Image-grounded pointing data
BEGIN
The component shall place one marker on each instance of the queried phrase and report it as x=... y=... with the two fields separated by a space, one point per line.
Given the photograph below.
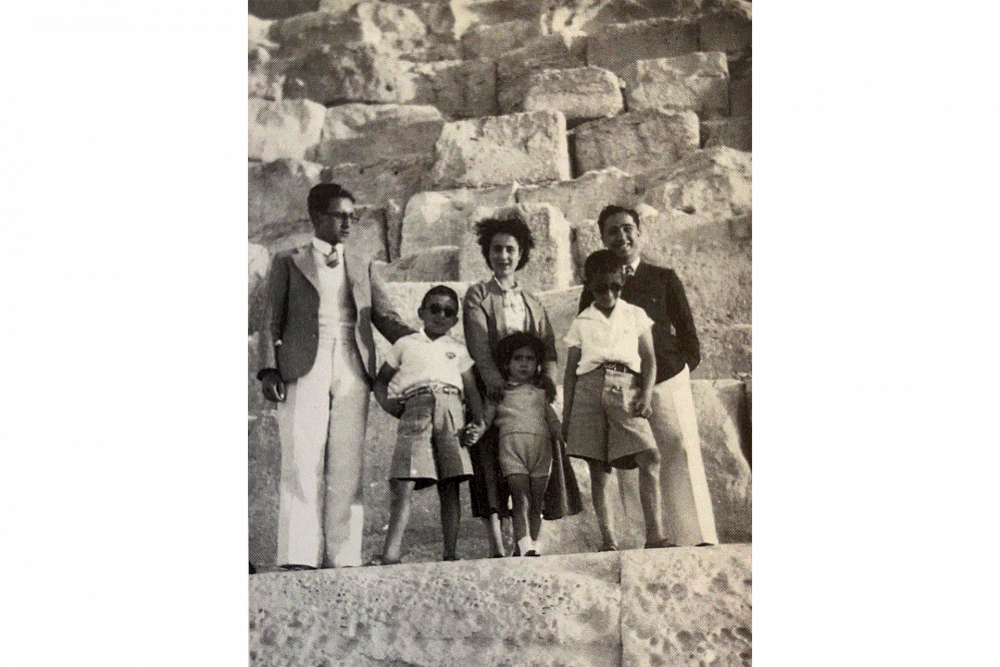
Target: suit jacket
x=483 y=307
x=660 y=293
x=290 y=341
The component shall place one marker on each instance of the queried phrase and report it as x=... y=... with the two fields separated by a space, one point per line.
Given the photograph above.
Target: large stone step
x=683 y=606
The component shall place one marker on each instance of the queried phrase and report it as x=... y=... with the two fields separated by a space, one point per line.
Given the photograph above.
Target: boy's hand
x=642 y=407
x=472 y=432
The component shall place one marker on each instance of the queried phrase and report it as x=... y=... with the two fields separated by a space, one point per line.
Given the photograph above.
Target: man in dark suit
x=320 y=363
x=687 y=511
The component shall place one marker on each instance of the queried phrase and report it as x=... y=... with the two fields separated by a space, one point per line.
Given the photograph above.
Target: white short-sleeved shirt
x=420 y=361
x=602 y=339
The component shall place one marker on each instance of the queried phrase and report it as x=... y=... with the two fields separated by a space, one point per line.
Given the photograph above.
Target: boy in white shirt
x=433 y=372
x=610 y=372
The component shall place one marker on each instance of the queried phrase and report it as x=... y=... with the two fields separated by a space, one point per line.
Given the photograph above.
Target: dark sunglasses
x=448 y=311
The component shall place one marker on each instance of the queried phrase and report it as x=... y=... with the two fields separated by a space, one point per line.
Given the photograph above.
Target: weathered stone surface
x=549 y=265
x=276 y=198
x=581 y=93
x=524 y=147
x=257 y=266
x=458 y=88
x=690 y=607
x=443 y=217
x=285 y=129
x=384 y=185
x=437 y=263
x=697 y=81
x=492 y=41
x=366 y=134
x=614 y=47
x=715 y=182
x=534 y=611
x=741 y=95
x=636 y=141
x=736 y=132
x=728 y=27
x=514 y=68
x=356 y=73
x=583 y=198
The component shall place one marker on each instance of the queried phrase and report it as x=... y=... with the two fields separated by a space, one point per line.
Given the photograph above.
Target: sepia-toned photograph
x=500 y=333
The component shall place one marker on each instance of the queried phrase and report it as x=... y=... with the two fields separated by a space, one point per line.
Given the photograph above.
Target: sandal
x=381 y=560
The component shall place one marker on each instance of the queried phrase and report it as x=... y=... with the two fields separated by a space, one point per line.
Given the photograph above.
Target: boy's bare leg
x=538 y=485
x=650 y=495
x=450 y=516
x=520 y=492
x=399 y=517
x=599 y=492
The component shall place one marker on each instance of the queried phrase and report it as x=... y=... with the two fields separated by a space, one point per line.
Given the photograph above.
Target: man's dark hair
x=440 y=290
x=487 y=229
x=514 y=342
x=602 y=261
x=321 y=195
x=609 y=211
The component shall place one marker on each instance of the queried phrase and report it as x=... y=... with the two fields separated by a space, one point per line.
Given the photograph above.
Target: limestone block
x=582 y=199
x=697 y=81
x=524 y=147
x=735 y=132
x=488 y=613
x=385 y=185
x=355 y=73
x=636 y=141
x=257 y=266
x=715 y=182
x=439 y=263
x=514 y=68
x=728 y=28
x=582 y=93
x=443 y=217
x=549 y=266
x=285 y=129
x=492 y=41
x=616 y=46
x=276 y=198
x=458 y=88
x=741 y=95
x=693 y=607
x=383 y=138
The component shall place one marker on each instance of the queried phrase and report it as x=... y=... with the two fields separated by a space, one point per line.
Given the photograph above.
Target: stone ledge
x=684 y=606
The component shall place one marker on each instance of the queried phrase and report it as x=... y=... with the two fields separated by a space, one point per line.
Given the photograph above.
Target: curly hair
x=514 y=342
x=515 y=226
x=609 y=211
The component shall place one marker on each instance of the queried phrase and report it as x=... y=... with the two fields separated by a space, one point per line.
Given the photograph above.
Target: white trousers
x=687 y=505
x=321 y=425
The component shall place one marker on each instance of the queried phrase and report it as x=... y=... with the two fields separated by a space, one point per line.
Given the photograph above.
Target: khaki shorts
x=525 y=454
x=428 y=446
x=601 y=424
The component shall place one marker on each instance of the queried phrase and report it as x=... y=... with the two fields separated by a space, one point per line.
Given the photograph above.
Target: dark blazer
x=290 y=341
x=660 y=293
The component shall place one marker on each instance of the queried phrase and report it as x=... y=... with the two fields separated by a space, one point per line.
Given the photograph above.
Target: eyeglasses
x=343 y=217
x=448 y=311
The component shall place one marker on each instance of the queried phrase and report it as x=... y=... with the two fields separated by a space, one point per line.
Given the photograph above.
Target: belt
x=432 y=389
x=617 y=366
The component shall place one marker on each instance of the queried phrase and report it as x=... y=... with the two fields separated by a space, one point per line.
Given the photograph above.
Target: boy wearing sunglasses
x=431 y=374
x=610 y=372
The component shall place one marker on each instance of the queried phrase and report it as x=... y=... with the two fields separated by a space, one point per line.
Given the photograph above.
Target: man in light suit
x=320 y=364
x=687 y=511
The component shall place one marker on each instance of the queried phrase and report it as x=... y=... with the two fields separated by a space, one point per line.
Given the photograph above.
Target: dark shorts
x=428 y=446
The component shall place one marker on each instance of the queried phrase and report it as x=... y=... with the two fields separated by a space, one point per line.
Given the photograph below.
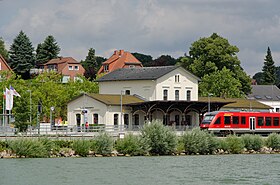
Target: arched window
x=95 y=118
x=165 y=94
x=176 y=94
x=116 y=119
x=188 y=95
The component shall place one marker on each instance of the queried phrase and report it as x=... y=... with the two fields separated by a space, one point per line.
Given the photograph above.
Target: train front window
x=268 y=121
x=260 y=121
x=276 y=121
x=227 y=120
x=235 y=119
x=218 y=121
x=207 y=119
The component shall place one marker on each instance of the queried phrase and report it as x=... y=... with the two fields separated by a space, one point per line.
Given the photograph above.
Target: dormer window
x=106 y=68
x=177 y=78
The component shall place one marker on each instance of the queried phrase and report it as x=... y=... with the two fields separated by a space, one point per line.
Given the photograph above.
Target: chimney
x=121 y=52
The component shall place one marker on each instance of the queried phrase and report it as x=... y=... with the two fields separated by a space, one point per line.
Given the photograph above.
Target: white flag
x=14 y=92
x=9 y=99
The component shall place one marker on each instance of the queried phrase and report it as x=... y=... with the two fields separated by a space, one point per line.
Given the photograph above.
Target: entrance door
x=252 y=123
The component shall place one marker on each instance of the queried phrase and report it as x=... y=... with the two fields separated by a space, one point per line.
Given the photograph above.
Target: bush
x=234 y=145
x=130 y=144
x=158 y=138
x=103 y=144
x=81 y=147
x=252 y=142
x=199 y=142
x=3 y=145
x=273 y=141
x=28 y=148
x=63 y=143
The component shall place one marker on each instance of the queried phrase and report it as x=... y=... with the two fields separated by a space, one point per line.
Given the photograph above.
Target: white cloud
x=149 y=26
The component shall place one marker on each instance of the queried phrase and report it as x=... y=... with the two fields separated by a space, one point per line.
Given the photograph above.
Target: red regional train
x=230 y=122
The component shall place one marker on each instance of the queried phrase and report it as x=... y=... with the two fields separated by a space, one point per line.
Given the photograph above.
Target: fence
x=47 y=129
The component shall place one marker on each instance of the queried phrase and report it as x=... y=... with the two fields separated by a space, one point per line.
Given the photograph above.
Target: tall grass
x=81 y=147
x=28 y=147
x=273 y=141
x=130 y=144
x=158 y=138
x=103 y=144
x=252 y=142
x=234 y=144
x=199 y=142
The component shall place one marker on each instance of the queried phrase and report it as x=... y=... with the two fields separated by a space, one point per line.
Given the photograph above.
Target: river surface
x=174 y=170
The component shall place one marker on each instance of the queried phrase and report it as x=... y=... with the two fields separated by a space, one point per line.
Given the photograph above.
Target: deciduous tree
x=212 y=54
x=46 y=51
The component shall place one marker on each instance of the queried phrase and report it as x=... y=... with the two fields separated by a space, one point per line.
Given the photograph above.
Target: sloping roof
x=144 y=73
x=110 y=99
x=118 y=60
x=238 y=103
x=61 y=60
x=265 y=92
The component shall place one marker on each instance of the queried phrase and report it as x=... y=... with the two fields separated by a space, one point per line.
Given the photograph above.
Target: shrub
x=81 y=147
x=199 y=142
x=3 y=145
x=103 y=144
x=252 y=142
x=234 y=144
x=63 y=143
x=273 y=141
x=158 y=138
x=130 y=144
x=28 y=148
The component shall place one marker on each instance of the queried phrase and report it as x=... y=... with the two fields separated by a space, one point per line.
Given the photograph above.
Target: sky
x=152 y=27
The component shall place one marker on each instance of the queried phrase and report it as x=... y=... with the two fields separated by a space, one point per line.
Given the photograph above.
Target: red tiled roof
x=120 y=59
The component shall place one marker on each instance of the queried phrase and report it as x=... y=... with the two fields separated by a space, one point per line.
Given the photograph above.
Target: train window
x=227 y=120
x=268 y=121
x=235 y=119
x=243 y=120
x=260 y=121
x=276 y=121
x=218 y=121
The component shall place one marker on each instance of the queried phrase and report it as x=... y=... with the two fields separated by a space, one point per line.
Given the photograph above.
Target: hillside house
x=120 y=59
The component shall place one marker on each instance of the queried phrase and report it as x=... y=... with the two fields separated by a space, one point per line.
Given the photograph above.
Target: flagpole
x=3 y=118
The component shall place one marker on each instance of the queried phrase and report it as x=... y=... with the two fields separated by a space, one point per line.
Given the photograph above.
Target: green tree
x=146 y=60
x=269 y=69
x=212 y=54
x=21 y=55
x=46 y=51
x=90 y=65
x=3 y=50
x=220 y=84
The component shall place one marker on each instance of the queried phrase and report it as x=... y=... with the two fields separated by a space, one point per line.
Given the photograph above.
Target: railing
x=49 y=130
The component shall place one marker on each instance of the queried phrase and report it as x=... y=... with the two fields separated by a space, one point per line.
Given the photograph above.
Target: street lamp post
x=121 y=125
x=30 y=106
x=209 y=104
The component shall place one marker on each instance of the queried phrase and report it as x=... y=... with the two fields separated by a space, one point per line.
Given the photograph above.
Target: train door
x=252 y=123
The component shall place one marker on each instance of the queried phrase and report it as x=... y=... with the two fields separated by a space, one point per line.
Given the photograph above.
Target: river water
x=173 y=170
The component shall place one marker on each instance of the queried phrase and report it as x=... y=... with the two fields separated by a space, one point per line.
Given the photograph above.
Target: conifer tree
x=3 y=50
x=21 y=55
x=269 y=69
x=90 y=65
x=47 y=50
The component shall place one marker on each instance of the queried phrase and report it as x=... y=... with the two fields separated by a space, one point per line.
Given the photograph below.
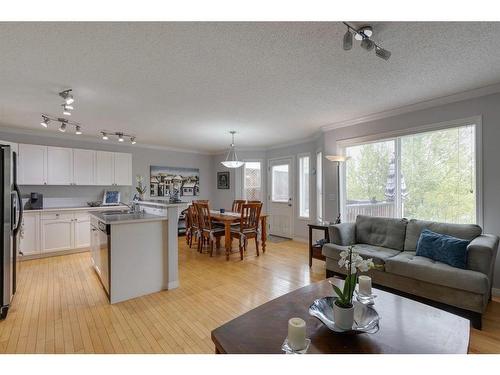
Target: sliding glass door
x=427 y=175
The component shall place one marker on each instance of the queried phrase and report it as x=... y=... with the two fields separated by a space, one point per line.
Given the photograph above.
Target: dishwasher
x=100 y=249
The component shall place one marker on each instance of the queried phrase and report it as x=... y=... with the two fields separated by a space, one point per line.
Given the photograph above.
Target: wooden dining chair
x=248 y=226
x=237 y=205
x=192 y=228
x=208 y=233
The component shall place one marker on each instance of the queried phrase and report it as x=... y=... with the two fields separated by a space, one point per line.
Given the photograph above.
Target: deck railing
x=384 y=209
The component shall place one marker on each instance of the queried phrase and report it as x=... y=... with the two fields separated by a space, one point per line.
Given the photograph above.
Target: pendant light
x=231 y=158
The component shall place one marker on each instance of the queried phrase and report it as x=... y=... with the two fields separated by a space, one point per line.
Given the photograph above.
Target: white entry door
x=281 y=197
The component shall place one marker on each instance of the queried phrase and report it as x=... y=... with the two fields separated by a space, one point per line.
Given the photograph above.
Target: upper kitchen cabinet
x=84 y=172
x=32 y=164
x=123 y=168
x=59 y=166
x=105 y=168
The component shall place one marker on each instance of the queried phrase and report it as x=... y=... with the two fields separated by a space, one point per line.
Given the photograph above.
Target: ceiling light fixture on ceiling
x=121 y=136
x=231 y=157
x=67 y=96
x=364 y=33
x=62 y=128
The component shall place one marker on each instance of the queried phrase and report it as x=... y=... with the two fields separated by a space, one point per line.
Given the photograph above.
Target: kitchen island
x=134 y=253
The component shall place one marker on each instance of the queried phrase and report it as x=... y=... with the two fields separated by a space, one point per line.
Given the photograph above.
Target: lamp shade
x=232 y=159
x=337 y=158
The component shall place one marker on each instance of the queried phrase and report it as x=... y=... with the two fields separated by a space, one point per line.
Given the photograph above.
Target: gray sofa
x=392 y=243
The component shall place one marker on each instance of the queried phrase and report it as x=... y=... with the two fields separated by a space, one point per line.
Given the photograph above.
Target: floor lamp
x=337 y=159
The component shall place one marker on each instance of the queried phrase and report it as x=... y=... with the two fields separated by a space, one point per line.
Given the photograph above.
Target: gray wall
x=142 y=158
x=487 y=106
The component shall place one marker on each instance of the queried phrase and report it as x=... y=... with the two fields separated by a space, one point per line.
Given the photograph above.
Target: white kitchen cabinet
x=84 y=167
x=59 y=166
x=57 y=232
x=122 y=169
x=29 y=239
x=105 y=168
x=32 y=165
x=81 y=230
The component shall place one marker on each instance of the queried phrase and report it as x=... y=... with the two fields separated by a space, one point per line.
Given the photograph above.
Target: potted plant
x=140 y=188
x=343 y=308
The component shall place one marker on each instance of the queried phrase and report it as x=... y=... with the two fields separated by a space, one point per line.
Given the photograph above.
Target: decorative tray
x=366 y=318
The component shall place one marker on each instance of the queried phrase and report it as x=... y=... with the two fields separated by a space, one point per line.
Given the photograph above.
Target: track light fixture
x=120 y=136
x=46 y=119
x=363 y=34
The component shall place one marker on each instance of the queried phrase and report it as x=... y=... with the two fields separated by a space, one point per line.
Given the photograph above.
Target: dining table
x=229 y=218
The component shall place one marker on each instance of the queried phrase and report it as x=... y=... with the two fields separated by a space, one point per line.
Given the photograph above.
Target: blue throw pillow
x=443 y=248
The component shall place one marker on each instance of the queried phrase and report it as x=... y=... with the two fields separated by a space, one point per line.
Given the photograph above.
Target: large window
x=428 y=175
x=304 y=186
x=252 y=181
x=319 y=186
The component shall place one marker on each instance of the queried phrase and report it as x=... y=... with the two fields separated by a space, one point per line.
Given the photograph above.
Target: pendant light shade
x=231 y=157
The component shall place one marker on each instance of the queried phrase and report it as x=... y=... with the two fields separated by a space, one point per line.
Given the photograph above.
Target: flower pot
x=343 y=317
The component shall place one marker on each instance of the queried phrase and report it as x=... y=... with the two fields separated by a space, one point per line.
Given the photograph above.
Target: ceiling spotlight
END
### What you should do:
Starting at the line with "Target: decorative tray", copy every line down to the last one above, exactly as written and with nothing else.

### Response:
Target: decorative tray
x=366 y=318
The component shall place one marker on each instance of the queried phrase and report it as x=... y=... with the two fields separated by a space, one point per line.
Given the photograph above.
Target: track light fixture
x=120 y=136
x=46 y=119
x=363 y=34
The component shall place one marker on each instance of the queried phrase and report it as x=... y=... with the two fields separated by a space, one point per line.
Given the photograph above.
Target: dining table
x=229 y=218
The component shall place one marker on each instance of the queried phrase and report it as x=... y=... with the two fields separated by a space, one point per line.
Given the photograph above.
Target: blue throw pillow
x=443 y=248
The component shall place one marker on each instance of the queried phrase and report it as x=... y=... with the two fields separated by a space, one point per line.
Given the photograph above.
Target: large window
x=428 y=175
x=304 y=186
x=252 y=181
x=319 y=186
The component shall place one marker on each instance of the queried phrase and report it as x=... y=... with the two fields separated by a space, one point per line.
Given the photograph above.
Target: pendant light shade
x=231 y=157
The component shall place one marker on each instance of the queried phrase and report it as x=... y=... with the two fields separated by a space, one point per line.
Given the photograph above.
Target: flower pot
x=343 y=317
The component shall place one marker on each instance of the queried phrase and report it as x=... y=... with the two fields separated by a space, one point per line.
Given the photograph above.
Target: ceiling spotlight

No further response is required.